Could you give the lines below again with every "photo" swapped for "image", changing nothing else and leaving the pictures out?

# SOURCE DATA
....................

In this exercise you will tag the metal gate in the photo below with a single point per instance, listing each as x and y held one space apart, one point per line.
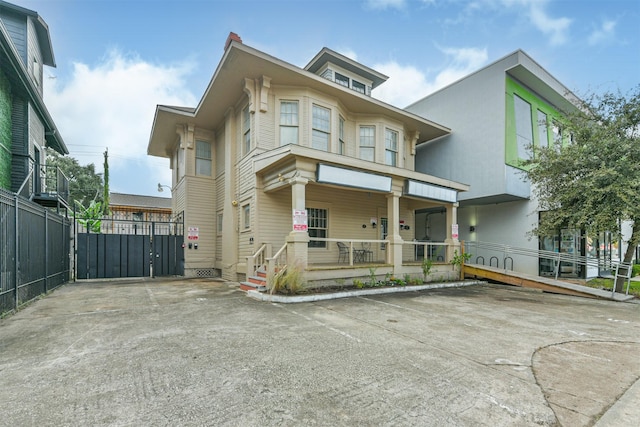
130 249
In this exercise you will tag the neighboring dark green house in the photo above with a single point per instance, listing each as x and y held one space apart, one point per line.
26 127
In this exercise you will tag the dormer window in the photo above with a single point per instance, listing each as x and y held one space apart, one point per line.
342 80
358 87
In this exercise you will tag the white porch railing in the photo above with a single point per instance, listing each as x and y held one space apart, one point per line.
417 251
355 250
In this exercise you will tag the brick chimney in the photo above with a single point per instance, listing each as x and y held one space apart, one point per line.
232 37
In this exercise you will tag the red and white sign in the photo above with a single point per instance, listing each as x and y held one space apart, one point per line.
192 233
299 220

....................

# THE OUTPUT
In this exercise you will tag the metal gate in the image below with a single point per instance, listing each as x and y held one space apart, one point per line.
130 249
In this exercise you will tag the neighboring dark green house in the image above with a single point per instance, listing each as x and y held one space apart, one point per line.
26 127
In this exercise you will tag the dormer window in the image above with a single point per instance, listing each as x and y held one space apart, one point per line.
342 80
358 87
In this exercise you will tag the white porch railing in the image above with a single point per instance, listing each as x and y held one space apart, one point per line.
417 251
355 250
In this exercise you will tag the brick chimney in the image above with a single point per instance, listing each as x and y held one space apart, one point per line.
232 37
In this exercise you will tag the red and white sign in the image above with a single point per instance, listing each as x and y held one space apart, one point per line.
192 233
299 220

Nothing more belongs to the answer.